* **TRECHO CITADO**:
“Mais
vale um inimigo confesso do
que
um amigo desajeitado.”
(Allan
Kardec)
Por Jorge Luiz (*)
Recebi
e-mail com programação de evento dito espírita, que será realizado aqui em
Fortaleza. Fiquei perplexo pela escolha do tema central, mais apropriado para
programas televisivos transmitidos na madrugada: “Por que está dando “tudo errado” para mim?” Ou, quem sabe,
para aqueles cartazes colados em postes de iluminação pública para anúncios de
consulta, os conhecidos ledores de buena-dicha.
A
grade de programação traz como subtemas: Por
que não consigo me resolver sexualmente? Drogas resolve? Depressão: causa ou
consequência? Estou na família certa? Em
nenhum momento assinala-se que o evento é espírita ou que as abordagens serão
espíritas. Aliás, só se encontra a palavra espírita nos nomes das instituições
que promovem/apoiam o evento. Quando se elabora uma interface da programação
dos subtemas com a temática central, revela-se incoerente, apelativa e equivocada doutrinariamente.
Não restam dúvidas de
que se vive uma verdadeira ditadura do sexo,
que tem merecido atenção desde Freud, passando por Alfred Adler, Erich
Fromm e outros. Entretanto, o homem não é somente um animal sexual, que para se sentir “resolvido”, basta adequar-se a
esse ou àquele vetor, para que a sua vida se transforme em mil maravilhas. O
ser humano, na condição de Espírito imortal, no trânsito por diversas etapas do
processo antropológico, integra-se paulatinamente no pensamento cósmico.

* **RELAÇÃO DE DADOS**:
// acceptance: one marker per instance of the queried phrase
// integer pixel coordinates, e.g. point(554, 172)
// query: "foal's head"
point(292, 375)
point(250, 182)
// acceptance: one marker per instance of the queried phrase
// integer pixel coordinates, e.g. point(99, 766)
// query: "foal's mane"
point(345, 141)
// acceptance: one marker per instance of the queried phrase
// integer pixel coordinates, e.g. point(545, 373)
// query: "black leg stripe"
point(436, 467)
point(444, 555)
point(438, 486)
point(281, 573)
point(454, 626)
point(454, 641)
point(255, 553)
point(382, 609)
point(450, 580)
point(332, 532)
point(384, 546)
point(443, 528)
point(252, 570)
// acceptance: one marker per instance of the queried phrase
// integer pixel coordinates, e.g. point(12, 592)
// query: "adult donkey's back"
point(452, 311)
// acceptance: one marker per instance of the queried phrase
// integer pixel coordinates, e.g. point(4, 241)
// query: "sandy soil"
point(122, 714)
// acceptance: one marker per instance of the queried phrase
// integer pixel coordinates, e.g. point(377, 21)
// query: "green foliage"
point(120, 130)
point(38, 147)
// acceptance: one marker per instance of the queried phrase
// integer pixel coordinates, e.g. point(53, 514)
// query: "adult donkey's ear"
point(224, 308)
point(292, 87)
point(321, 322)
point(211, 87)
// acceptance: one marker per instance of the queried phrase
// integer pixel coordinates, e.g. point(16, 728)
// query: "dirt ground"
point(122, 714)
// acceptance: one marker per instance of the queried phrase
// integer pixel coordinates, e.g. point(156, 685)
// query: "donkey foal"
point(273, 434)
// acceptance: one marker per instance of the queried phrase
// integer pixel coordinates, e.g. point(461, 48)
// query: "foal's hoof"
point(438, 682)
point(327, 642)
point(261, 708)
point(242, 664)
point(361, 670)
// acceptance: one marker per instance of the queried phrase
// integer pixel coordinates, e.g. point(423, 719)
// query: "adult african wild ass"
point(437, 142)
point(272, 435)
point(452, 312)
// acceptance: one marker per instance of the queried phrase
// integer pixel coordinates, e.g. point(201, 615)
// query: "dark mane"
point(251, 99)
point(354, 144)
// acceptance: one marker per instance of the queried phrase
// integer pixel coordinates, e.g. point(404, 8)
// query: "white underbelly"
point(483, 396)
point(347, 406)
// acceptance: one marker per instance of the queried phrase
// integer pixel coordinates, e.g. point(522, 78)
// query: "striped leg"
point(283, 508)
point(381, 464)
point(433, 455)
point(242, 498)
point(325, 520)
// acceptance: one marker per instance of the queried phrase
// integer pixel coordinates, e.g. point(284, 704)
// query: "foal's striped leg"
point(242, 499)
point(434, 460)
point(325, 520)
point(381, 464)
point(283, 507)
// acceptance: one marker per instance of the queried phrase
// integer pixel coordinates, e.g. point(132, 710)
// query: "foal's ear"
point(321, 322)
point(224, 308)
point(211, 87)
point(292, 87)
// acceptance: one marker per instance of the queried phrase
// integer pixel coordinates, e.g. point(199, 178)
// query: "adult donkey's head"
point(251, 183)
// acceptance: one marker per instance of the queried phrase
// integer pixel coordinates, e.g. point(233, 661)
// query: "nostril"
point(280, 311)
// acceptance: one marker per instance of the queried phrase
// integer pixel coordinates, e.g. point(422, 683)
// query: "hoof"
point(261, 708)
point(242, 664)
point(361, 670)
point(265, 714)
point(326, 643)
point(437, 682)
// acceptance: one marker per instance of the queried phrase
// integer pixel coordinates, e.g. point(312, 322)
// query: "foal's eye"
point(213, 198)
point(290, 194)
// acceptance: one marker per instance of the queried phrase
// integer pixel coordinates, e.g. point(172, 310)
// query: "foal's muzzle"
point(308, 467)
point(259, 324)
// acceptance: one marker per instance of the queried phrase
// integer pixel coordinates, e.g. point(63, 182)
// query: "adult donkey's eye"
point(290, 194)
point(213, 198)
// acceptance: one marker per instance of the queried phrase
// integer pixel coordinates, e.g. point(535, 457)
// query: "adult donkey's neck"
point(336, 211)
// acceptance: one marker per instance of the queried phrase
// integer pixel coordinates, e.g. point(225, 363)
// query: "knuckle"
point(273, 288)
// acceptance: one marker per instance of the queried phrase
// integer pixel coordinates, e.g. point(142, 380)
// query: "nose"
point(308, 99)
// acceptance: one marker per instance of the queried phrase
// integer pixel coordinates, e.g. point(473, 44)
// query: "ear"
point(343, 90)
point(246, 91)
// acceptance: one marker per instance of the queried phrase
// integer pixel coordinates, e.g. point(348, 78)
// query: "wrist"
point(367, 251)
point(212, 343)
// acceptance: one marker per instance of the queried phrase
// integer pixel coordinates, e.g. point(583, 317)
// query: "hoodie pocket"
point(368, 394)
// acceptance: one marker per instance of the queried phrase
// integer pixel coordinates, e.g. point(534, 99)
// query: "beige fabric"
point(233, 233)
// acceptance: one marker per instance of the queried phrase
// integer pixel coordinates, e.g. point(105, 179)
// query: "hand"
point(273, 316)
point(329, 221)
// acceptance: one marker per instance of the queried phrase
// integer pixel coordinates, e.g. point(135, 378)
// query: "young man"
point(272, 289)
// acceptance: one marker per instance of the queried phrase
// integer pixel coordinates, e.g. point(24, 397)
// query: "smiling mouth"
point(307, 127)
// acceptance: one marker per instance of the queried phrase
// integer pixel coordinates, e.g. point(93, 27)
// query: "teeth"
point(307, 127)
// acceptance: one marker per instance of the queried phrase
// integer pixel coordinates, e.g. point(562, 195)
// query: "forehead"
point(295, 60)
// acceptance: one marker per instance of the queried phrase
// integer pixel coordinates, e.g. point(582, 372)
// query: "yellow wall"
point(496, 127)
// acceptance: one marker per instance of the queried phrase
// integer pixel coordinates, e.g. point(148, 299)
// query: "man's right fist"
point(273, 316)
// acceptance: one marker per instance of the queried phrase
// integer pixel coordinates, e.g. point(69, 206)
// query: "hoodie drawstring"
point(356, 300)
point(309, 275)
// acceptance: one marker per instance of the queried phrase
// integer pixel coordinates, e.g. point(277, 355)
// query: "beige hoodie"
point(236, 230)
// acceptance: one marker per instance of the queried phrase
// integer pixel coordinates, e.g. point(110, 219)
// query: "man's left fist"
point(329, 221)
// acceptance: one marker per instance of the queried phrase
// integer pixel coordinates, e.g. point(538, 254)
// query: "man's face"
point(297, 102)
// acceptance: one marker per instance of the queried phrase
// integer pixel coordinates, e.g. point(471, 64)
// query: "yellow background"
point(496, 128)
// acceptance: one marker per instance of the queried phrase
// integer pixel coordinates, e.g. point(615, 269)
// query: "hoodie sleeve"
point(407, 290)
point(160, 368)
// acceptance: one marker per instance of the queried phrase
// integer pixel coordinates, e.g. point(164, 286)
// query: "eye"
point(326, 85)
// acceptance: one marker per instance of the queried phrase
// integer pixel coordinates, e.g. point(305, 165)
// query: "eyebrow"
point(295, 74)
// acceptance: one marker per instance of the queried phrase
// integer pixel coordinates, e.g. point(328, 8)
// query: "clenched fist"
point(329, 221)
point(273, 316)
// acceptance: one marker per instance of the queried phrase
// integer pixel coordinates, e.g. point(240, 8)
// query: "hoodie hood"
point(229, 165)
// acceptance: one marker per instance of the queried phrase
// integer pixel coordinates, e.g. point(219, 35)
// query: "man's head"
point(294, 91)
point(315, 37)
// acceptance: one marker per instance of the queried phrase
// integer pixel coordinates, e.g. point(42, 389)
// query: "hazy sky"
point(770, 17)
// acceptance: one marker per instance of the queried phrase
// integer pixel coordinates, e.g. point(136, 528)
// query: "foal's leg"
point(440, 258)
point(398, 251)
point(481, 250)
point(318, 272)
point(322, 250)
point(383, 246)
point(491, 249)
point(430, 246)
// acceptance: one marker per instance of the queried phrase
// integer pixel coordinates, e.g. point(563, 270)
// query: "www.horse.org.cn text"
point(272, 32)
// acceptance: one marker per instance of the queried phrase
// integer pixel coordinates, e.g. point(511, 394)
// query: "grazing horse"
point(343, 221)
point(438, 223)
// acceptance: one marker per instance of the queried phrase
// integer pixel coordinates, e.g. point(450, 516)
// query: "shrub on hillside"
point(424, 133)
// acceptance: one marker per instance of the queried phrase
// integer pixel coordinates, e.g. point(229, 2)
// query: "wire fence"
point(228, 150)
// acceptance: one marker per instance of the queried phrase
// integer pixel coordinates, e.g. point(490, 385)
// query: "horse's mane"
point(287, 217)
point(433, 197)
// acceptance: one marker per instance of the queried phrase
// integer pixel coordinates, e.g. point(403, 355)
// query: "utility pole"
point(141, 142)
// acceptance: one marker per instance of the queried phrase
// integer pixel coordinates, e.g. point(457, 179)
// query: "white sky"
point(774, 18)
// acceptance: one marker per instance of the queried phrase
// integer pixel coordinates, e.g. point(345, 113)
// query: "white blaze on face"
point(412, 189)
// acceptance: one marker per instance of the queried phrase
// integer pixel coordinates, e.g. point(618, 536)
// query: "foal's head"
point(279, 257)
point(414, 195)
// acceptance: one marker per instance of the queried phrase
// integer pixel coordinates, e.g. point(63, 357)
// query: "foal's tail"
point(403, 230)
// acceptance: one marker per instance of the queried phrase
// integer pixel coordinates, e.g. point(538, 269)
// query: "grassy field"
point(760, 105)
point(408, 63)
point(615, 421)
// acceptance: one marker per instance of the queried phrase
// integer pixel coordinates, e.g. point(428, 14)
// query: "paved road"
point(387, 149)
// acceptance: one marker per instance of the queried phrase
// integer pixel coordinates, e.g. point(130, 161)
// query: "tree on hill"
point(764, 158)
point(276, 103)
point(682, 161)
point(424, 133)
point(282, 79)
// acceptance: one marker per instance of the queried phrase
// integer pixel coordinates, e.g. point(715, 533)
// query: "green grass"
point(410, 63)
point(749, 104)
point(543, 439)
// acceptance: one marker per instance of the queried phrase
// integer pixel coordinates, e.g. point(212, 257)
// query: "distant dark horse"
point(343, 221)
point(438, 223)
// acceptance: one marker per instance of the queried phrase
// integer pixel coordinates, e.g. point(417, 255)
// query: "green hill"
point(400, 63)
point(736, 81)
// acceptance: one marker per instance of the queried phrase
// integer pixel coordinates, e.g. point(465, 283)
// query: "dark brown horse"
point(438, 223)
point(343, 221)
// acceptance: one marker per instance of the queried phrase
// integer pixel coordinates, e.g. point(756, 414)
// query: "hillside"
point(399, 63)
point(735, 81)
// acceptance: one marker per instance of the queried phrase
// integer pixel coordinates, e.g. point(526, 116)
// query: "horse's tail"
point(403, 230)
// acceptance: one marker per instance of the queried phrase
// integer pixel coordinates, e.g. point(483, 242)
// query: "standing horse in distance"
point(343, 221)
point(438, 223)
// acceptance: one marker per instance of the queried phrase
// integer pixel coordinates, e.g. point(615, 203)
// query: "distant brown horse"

* **EXERCÍCIOS PROPOSTOS**:
1/ Responda com base no trecho citado:
(a) Em que cidade será realizado o evento mencionado?
(b) Em que lugar se encontra a palavra espírita, segundo o texto?
(c) Que autores são citados depois de Freud?
2/ Explique, em uma a três frases e segundo o trecho citado, por que o autor ficou perplexo com o tema central do evento.
3/ Reproduza, por favor, o trecho citado desde "Por Jorge Luiz" até "ledores de buena-dicha.".

* **RESPOSTAS POR TAREFA**:
1/
(a) Em Fortaleza.
(b) Somente nos nomes das instituições que promovem/apoiam o evento.
(c) Alfred Adler e Erich Fromm.

2/ O autor ficou perplexo porque julgou o tema central mais apropriado para programas televisivos transmitidos na madrugada. Também o achou próprio de cartazes colados em postes de iluminação pública para anúncios de consulta de ledores de buena-dicha.

3/
Por Jorge Luiz (*)
Recebi
e-mail com programação de evento dito espírita, que será realizado aqui em
Fortaleza. Fiquei perplexo pela escolha do tema central, mais apropriado para
programas televisivos transmitidos na madrugada: “Por que está dando “tudo errado” para mim?” Ou, quem sabe,
para aqueles cartazes colados em postes de iluminação pública para anúncios de
consulta, os conhecidos ledores de buena-dicha.